▶ 抜粋

第五回 中国人の日本語作文コンクール

     

日中交流研究所長 段躍中

 

 

第五回「中国人の日本語作文コンクール」は、皆様のやさしいお心遣いに支えられて無事に終了いたしました。関係者の方々のあたたかいご支援の賜物と心より感謝し、厚くお礼申し上げます。

 

一、概況

本年は中国の全土からたくさんの問い合わせや応募がありました。そうしたなか学生の部は六五大学から一三六四編、社会人の部では二十九編、総数一三九三本もの作文が集まりました。

応募者は殆ど日本を訪ねるチャンスに恵まれない若者たちですが、一生懸命勉強して日本語を身につけ、また、言葉の学習を通じて現実の日本、日本人、日本の社会、日本の文化などに深い興味を持ちました。本書はこうした自分の目で日本を見たことがないけれども、将来必ず日本と中国の架け橋になる若者のリアルな対日観をまとめたものとも言えます。

応募者とほぼ同年代の日本の青年、弊所でインターンシップ中の鶴田 和君(明治学院大学法学部三年)にも本書の編集に協力してもらいました。彼が書いた感想をここに引用いたします。

まず、このたくさんの作文を初めて読んだときに衝撃を受けたことは、とにもかくにもその日本語能力の高さでした。率直に驚き、おもわず「こんなに上手な日本語が書けるなんて、何年間も日本に留学していた人達なんですね。」と聞いてしまいました。

その後日本への留学経験がない学生によるコンクールだと教えてもらった時は、本当にもう受賞した人たちのただならぬ日本語学習の努力を感じずにはいられませんでした。

同時に同じくらい驚いたのは、その丁寧でよく感情の伝わる内容です。一人一人が個性豊かな表現と描写をしていて、とても素直に読むことのできる作品ばかりでした。こんなに上手な作文は日本人の学生でもなかなか書けないなあ、とため息が出てしまいました。

本旨である中日関係についても、いずれの作文からも両国友好の熱意や可能性が強く見て取ることができ、是非先頭を切って中日間の掛け橋としての活動をしてもらいたいなと感じました。

是非日本に来て文化交流をしていただきたいです。

 

中国の若者が自分の対日観を翻訳を介さず、直接日本人や日本社会に伝え、日本人や日本社会と交流し、共感を得ているのです。このように両国民の相互理解が促進し、日中戦略互恵関係の実現に推進することは、まさに本活動の意義だと思います。

▶ 問題
• A. 抜粋の「本年は中国の全土から」で始まる段落を、主な事実を残して箇条書きにまとめてください。
• B. 抜粋にある「本年は中国の全土からたくさんの問い合わせや応募がありました。」という一文を英語に訳してください。
• C. 抜粋のうち、「応募者とほぼ同年代の日本の青」から「是非日本に来て文化交流をしていただきたいです。」までを一字一句違えずに書き写してください。
答えの根拠には抜粋だけを用いてください。

▶ 提供データ
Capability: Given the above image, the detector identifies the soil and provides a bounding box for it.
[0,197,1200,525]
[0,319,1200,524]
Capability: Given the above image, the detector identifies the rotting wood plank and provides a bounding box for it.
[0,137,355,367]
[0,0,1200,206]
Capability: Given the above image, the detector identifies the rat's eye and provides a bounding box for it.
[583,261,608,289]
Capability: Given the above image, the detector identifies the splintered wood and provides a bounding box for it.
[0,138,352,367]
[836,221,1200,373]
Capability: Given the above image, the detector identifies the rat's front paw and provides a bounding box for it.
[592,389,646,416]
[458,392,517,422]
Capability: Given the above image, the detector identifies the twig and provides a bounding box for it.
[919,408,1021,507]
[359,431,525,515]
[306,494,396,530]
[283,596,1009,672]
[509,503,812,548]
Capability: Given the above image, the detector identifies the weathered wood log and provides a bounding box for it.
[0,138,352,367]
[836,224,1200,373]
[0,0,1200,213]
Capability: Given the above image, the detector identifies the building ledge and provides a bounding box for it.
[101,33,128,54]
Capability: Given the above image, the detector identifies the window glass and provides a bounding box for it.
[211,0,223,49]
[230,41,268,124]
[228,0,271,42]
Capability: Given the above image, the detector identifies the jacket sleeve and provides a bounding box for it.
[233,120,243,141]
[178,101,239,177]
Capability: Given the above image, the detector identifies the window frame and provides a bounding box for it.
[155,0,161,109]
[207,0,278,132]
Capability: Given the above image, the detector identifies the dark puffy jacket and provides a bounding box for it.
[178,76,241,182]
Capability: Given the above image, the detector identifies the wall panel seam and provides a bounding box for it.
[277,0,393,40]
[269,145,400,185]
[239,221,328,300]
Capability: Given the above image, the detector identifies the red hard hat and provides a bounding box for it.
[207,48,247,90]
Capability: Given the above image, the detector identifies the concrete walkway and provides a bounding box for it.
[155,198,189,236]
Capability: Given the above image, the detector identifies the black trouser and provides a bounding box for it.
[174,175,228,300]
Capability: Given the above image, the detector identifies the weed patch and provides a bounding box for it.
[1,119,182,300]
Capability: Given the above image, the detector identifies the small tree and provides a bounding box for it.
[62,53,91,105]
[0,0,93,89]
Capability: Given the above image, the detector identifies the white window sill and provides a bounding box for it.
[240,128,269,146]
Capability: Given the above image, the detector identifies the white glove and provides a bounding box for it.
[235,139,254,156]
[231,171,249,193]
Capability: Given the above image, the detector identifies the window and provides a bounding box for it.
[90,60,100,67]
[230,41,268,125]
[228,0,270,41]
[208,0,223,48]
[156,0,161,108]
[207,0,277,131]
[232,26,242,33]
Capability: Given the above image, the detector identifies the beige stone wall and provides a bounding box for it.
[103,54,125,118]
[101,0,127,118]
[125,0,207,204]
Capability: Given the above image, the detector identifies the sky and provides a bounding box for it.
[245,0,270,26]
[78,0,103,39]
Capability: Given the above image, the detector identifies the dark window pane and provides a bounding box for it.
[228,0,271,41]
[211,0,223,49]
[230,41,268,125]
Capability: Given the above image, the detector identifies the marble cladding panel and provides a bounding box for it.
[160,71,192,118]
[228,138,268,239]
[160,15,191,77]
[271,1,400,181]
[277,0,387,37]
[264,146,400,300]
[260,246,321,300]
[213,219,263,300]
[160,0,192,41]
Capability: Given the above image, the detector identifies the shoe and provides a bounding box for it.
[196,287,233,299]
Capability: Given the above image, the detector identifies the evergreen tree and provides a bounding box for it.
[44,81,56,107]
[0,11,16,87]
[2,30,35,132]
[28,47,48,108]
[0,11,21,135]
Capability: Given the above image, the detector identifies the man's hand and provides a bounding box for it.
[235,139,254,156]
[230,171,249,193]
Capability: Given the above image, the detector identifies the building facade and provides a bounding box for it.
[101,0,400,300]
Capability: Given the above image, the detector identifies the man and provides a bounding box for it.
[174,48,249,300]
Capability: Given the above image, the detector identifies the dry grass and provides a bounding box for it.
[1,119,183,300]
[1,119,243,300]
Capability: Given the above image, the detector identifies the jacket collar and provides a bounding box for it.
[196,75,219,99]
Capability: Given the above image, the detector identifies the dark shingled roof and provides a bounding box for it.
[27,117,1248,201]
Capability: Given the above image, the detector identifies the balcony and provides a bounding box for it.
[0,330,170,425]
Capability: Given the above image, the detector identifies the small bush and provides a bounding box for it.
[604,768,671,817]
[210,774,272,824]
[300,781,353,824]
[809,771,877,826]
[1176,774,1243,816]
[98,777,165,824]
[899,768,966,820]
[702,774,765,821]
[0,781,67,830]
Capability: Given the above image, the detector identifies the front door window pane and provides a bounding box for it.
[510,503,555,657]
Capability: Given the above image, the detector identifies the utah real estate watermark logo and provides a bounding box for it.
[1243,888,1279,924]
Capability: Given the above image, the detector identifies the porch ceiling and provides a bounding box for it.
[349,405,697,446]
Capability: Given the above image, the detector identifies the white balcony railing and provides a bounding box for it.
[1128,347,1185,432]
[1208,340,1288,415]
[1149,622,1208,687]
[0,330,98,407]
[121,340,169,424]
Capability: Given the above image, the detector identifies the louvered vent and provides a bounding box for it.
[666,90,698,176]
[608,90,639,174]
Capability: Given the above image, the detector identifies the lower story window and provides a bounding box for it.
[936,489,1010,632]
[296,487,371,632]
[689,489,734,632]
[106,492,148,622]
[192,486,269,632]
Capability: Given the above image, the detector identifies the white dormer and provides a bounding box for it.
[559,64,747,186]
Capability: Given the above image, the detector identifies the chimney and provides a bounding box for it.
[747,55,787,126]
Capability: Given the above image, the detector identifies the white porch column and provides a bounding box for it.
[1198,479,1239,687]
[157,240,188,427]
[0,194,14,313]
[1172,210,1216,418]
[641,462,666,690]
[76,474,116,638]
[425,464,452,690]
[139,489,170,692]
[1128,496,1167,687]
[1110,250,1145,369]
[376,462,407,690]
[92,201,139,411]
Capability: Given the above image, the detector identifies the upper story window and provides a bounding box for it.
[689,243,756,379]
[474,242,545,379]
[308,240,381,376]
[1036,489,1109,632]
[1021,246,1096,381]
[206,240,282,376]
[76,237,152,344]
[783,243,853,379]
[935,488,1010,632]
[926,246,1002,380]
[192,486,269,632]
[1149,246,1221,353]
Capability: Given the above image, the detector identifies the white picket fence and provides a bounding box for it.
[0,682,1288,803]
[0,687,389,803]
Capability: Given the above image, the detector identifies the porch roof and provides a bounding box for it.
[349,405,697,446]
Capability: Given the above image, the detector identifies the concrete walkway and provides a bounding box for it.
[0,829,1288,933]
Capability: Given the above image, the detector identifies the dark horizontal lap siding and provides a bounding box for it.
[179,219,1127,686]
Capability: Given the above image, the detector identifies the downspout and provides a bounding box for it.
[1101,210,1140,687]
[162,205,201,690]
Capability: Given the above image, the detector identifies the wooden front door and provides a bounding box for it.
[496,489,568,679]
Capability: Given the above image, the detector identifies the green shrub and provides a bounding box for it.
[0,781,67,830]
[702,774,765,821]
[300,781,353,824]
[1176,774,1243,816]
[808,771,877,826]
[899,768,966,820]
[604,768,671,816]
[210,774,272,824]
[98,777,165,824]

▶ 解答
• A.
- 中国全土から多くの問い合わせや応募があった
- 学生の部：六五大学から一三六四編
- 社会人の部：二十九編
- 総数：一三九三本

• B. This year, we received many inquiries and entries from all over China.

• C.
応募者とほぼ同年代の日本の青年、弊所でインターンシップ中の鶴田 和君(明治学院大学法学部三年)にも本書の編集に協力してもらいました。彼が書いた感想をここに引用いたします。

まず、このたくさんの作文を初めて読んだときに衝撃を受けたことは、とにもかくにもその日本語能力の高さでした。率直に驚き、おもわず「こんなに上手な日本語が書けるなんて、何年間も日本に留学していた人達なんですね。」と聞いてしまいました。

その後日本への留学経験がない学生によるコンクールだと教えてもらった時は、本当にもう受賞した人たちのただならぬ日本語学習の努力を感じずにはいられませんでした。

同時に同じくらい驚いたのは、その丁寧でよく感情の伝わる内容です。一人一人が個性豊かな表現と描写をしていて、とても素直に読むことのできる作品ばかりでした。こんなに上手な作文は日本人の学生でもなかなか書けないなあ、とため息が出てしまいました。

本旨である中日関係についても、いずれの作文からも両国友好の熱意や可能性が強く見て取ることができ、是非先頭を切って中日間の掛け橋としての活動をしてもらいたいなと感じました。

是非日本に来て文化交流をしていただきたいです。